Job
Repeat all entries exactly.

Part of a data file

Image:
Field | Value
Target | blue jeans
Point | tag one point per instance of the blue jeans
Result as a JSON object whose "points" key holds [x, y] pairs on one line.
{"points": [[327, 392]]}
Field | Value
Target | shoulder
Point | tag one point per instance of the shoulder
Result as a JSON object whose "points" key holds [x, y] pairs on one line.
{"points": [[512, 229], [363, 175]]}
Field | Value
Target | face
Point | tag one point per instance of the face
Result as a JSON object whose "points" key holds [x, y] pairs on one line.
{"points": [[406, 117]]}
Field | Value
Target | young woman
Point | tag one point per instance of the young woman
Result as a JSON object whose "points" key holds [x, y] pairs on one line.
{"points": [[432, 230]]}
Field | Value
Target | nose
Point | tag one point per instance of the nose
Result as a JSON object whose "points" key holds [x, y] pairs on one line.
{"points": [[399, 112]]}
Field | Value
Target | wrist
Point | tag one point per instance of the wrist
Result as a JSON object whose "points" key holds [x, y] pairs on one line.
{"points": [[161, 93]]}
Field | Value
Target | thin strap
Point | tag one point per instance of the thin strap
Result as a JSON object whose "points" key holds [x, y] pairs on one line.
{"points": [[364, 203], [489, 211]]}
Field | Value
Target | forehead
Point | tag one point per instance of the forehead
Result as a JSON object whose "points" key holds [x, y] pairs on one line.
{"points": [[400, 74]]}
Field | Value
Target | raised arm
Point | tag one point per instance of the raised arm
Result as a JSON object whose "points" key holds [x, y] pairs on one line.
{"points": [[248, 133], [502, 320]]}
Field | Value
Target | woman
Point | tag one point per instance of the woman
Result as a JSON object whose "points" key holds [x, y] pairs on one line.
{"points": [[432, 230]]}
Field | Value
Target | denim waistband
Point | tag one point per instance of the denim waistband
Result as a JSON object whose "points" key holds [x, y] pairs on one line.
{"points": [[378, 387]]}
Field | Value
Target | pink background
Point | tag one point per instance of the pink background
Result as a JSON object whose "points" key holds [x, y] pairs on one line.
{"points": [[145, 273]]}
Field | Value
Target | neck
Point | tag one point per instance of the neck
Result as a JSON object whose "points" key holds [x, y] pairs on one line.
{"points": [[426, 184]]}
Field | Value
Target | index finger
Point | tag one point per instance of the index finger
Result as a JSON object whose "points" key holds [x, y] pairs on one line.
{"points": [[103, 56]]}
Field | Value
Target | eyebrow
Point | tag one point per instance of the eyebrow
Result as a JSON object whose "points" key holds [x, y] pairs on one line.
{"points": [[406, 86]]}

Written answer
Image:
Field | Value
Target | blue jeans
Point | tag one point per instance of the blue jeans
Result as a JSON object whose "points" key holds [x, y] pairs on one line.
{"points": [[327, 392]]}
Field | Value
Target | shoulder
Point | tag one point per instance of the shoulder
Result as a JSON object whose "points" key holds [x, y] pairs on one line.
{"points": [[512, 229], [363, 175]]}
Field | Value
Target | face
Point | tag one point per instance of the face
Result as a JSON object whose "points" key holds [x, y] pairs on one line.
{"points": [[406, 117]]}
Field | Value
Target | young woman
Point | tag one point per instance of the young woman
Result as a JSON object whose "points" key holds [x, y] pairs on one line.
{"points": [[432, 230]]}
Field | Value
Target | nose
Point | tag one point per instance of the nose
Result as a JSON object whose "points" key holds [x, y] pairs on one line.
{"points": [[399, 112]]}
Field | Value
Target | wrist
Point | tag one point per instance of the wrist
Result as a JSON object whose "points" key holds [x, y] pairs on one line.
{"points": [[161, 93]]}
Field | Value
Target | thin strap
Point | tag one point per instance of the thin strap
Result as a JSON object whose "points" key holds [x, y] pairs on one line.
{"points": [[364, 203], [489, 211]]}
Field | Value
Target | forehead
Point | tag one point per instance of the forehead
Result as a JSON object whose "points" key holds [x, y] pairs on one line.
{"points": [[400, 74]]}
Field | Value
Target | raised arm
Point | tag one point per instance of the raised arm
Result as a JSON object whose "points" key holds [x, y] pairs on one line.
{"points": [[248, 133], [502, 320]]}
Field | Value
Target | woman
Point | tag one point per instance of the woman
Result as a JSON object whose "points" key holds [x, y] pairs on one line.
{"points": [[432, 230]]}
Field | Value
Target | denim waistband
Point | tag one point per instance of the denim waistband
Result as a JSON object whose "points" key holds [x, y] pairs on one line.
{"points": [[378, 387]]}
Field | Value
Target | pink background
Point | tag one point per instance of the pink background
Result as a JSON object whose "points" key holds [x, y] pairs on one line.
{"points": [[145, 273]]}
Field | Value
Target | neck
Point | tag one point per instance of the neck
Result as a JSON object whose "points" key holds [x, y] pairs on one line.
{"points": [[426, 184]]}
Field | Value
Target | index finger
Point | tag one point per instance of the index finger
Result as a JSON object whose "points" key holds [x, y] pairs on one line.
{"points": [[103, 56]]}
Field | Value
Target | eyebrow
Point | tag one point per instance of the eyebrow
Result as a JSON object whose "points" key holds [x, y] pairs on one line.
{"points": [[406, 86]]}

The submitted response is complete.